* [Exercise description]: Reproduce the smoked deviled eggs thread word for word, from "Boil eggs for" up to and including "salt and pepper.".

--- START OF Document extract ---

# Smoked Deviled Eggs



## lcruzen (Dec 4, 2007)

I'm sure I'm not the first person to try this but just want to let people know that everytime I've brought these to a party they are a hit.

Boil eggs for 18 minutes, chill and peel. Set smoke for about 140o and smoker for about an hour with your favorite wood. Chill and proceed to make deviled eggs as you normally would. I use mayo, dijon mustard, parsley, salt and pepper. 

With the Holidays approaching this is something different to bring to a potluck.

Lou


----------



## walking dude (Dec 4, 2007)

kewl lew.........thanks..........

i tried these, but only smoking the yellows......didn't werk out well.........so......smoke the whole egg then........slice in half after smoking and proceed as usual..........???

--- END OF Document extract ---
--- START OF Provided records ---

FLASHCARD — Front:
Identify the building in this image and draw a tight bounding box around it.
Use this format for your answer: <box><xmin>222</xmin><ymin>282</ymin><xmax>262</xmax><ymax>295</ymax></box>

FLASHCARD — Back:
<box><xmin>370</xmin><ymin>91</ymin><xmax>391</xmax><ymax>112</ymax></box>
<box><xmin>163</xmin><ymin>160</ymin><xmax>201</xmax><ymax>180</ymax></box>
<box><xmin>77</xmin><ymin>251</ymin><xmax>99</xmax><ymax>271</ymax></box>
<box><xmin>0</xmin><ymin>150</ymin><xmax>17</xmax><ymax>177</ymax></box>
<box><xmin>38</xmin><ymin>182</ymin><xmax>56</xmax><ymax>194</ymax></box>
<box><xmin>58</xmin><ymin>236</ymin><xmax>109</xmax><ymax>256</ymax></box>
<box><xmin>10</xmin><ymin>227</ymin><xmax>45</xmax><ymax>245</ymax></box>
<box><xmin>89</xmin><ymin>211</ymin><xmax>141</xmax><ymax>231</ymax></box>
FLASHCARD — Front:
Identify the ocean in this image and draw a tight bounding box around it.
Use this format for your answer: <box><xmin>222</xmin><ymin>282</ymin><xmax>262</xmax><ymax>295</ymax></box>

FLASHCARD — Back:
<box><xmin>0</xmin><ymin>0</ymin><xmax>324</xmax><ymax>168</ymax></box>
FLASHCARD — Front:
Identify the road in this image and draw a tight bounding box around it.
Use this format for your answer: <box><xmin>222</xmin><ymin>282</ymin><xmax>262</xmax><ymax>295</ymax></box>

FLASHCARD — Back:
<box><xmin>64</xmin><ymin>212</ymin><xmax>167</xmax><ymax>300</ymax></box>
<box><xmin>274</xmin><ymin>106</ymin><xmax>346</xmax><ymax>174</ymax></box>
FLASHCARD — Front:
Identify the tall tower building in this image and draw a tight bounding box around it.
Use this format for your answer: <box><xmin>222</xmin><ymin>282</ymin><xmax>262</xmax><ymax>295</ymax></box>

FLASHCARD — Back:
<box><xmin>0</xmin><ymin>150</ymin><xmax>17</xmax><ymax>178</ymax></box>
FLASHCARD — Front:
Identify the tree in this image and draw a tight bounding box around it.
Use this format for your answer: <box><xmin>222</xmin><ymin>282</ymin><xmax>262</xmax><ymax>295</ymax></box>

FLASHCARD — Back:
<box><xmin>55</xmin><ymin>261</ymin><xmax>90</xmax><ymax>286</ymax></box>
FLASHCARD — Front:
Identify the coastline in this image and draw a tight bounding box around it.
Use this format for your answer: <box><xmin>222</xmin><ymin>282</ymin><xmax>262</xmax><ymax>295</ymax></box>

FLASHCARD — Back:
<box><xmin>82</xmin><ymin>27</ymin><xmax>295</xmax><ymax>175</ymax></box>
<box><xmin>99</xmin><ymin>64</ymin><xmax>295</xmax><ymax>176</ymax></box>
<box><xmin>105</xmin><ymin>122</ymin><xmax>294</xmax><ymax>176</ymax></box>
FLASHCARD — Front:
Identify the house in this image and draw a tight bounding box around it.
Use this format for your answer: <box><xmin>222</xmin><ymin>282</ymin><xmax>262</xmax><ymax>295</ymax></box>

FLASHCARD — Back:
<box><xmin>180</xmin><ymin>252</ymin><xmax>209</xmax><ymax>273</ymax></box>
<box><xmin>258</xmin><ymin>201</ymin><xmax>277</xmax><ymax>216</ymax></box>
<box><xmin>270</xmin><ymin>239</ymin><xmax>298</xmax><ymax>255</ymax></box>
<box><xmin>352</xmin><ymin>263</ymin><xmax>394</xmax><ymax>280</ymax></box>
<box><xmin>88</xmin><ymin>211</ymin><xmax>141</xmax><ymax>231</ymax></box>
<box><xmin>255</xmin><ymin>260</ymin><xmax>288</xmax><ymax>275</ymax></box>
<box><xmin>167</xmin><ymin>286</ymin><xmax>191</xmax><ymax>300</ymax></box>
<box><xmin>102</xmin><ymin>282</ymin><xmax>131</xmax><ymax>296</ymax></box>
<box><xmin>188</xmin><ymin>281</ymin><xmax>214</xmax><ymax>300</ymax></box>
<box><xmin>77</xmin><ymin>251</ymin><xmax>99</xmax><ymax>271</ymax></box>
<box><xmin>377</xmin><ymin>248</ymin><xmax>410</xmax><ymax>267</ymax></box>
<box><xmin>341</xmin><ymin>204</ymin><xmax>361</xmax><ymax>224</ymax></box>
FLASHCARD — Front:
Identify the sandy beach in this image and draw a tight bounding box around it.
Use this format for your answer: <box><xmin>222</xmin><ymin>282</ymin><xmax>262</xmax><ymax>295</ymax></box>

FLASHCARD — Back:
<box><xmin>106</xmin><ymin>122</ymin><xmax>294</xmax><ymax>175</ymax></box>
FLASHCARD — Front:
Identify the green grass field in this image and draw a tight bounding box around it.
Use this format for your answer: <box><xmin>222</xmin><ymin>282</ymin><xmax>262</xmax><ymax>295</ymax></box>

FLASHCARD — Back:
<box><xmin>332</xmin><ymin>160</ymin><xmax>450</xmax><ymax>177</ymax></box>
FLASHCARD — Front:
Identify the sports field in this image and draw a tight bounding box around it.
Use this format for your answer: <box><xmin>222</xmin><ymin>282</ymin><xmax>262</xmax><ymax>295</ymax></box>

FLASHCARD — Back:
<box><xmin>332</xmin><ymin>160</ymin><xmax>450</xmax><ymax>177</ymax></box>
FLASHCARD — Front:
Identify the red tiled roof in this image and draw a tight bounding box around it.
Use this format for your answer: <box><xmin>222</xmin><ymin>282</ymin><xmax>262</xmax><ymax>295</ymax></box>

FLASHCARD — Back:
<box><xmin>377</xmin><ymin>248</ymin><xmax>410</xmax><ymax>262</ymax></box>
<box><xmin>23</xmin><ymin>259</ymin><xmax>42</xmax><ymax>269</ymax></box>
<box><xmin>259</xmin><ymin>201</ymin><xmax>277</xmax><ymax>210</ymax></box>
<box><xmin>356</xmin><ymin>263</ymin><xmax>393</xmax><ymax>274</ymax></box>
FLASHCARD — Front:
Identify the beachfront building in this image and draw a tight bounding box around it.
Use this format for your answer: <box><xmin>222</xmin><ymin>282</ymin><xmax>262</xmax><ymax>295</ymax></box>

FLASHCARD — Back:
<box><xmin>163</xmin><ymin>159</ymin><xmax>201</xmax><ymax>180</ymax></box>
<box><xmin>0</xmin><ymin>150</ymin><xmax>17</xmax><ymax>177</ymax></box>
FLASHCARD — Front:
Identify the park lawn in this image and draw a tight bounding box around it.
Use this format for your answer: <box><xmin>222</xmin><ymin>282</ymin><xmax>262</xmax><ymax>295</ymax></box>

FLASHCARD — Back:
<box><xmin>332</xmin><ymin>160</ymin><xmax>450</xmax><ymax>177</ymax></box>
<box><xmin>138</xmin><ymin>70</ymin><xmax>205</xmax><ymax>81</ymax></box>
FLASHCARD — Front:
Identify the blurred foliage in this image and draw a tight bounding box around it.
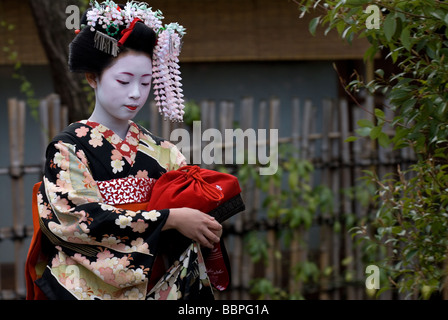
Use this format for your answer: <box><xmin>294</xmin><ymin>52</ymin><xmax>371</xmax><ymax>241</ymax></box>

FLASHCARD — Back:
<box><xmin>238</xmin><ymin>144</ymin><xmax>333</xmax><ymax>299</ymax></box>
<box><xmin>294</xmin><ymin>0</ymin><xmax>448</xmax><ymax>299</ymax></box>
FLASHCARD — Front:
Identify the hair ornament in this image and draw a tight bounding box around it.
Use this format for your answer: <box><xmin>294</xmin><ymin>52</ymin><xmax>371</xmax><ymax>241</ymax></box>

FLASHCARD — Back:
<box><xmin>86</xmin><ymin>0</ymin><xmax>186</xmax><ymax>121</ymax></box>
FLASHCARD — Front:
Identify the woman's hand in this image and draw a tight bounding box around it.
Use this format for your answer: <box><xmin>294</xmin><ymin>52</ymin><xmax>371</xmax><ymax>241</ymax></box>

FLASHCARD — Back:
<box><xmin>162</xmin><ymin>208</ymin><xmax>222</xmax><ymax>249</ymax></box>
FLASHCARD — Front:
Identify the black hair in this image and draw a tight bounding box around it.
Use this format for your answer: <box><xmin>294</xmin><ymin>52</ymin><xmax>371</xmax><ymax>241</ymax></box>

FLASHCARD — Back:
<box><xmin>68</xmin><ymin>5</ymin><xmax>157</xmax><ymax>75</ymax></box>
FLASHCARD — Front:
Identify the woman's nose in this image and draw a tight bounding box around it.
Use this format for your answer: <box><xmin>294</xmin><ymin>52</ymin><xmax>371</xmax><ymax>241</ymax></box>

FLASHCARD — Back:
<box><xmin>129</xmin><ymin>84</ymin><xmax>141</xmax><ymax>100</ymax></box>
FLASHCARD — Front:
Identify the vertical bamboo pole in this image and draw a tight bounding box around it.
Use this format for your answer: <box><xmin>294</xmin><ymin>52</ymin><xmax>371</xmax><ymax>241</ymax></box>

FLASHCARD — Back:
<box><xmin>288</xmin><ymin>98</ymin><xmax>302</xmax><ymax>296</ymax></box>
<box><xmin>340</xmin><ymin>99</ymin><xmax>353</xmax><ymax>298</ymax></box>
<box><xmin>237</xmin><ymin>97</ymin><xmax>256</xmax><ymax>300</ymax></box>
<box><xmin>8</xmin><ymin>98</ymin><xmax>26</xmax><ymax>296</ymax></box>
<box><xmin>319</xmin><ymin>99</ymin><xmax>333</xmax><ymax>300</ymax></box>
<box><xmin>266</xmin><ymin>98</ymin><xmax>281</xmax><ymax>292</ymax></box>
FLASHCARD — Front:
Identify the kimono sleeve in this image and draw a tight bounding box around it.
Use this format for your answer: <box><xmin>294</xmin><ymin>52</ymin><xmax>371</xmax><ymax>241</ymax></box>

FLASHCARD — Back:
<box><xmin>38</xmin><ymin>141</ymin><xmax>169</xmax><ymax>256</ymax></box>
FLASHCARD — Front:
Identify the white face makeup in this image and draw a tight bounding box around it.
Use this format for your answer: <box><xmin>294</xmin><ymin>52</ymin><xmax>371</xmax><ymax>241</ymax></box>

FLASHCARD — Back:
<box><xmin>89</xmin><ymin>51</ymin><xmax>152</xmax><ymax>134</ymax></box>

--- END OF Provided records ---
--- START OF Provided records ---

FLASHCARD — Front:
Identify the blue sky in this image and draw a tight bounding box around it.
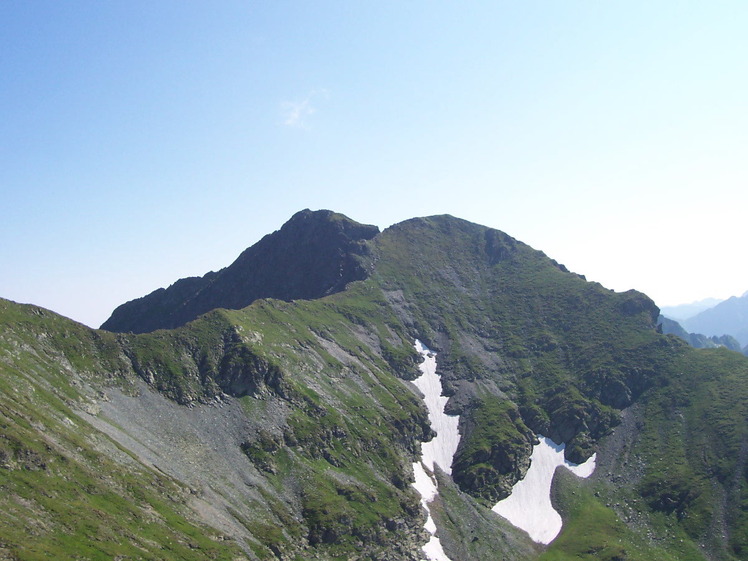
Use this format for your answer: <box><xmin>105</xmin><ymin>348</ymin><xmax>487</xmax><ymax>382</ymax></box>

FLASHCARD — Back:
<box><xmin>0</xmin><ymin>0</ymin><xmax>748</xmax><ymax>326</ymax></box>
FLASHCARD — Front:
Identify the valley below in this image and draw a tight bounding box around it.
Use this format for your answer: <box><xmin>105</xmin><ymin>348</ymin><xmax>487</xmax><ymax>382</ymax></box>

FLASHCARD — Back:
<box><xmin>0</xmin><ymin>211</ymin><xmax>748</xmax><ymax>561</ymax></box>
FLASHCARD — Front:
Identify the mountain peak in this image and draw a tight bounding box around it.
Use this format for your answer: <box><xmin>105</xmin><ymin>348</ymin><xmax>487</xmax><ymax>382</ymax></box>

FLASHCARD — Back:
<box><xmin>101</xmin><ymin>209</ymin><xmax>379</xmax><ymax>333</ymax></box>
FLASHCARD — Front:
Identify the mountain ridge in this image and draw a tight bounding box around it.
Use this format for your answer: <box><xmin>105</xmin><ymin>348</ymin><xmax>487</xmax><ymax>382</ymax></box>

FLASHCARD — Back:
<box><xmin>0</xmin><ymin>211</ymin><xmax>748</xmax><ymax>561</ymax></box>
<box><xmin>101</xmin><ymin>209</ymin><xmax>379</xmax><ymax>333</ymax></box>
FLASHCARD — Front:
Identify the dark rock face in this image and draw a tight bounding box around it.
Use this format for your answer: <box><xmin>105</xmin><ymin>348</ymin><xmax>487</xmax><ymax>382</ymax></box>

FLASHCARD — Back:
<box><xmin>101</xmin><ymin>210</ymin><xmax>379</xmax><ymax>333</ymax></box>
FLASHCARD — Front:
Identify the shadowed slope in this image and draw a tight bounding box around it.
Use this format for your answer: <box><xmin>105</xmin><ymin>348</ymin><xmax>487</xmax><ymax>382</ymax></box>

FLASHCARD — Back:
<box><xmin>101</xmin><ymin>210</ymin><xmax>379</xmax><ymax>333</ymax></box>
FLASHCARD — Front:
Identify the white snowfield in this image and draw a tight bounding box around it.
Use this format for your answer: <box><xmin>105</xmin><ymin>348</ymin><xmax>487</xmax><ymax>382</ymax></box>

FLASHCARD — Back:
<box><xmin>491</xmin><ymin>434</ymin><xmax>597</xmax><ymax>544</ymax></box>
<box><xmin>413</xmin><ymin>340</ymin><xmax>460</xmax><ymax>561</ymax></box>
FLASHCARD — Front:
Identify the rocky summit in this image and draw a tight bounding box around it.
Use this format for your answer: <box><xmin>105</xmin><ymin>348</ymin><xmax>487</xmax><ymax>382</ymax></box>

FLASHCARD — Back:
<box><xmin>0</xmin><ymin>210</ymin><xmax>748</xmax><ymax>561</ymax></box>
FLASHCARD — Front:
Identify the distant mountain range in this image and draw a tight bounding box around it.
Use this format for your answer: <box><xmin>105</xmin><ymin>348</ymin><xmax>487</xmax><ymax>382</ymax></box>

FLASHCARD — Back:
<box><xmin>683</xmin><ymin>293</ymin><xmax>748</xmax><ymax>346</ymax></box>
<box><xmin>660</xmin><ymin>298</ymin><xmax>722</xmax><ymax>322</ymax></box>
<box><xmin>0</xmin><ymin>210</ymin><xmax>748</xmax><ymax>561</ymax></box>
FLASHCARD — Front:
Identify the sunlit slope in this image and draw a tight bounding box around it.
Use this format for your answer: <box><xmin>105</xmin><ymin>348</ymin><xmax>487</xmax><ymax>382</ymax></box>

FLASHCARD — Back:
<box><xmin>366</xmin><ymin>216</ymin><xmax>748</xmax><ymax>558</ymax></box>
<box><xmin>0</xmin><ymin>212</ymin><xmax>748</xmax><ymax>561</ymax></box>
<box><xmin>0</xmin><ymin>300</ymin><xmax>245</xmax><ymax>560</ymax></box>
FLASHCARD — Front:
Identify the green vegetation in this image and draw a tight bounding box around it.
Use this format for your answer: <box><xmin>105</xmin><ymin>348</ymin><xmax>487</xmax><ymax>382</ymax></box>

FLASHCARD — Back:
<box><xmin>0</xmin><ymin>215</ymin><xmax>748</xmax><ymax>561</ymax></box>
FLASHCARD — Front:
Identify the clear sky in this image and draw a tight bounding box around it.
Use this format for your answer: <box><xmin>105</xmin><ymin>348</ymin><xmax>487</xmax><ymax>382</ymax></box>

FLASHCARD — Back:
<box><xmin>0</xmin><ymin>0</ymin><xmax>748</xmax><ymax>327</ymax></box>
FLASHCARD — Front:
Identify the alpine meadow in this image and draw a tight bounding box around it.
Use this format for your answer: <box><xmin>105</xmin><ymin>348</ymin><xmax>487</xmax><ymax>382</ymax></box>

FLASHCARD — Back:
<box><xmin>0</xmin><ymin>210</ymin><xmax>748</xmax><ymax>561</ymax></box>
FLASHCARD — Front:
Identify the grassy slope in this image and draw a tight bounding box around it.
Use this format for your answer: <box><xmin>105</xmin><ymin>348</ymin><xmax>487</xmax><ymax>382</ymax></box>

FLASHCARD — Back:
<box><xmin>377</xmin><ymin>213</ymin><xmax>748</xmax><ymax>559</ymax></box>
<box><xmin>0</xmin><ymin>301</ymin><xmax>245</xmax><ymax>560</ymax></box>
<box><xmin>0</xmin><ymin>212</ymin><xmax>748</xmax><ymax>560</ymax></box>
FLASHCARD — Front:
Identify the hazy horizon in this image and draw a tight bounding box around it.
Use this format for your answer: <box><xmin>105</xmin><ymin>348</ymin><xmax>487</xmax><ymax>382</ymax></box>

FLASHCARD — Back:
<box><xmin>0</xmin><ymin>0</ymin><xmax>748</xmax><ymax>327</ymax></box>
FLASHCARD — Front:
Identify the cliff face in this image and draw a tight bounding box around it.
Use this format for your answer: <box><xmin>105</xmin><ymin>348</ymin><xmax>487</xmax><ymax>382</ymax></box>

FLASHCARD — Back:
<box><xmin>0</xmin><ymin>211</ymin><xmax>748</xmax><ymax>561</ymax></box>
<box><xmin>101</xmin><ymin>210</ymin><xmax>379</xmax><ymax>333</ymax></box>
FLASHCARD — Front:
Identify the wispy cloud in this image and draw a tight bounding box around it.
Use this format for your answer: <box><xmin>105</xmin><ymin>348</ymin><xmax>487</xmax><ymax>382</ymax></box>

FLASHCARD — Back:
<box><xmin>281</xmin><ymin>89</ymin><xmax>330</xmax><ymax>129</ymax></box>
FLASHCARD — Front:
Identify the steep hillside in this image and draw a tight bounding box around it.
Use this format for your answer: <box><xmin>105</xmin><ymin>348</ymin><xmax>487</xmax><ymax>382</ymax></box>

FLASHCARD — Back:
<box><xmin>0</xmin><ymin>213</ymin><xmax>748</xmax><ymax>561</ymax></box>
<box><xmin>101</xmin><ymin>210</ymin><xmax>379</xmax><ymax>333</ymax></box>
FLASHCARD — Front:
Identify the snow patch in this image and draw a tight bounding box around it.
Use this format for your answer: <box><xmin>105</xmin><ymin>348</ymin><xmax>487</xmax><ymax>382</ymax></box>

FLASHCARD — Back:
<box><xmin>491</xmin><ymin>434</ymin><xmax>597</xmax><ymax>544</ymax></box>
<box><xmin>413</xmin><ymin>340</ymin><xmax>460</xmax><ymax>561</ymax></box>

--- END OF Provided records ---

* [Result below]:
Boil eggs for 18 minutes, chill and peel. Set smoke for about 140o and smoker for about an hour with your favorite wood. Chill and proceed to make deviled eggs as you normally would. I use mayo, dijon mustard, parsley, salt and pepper.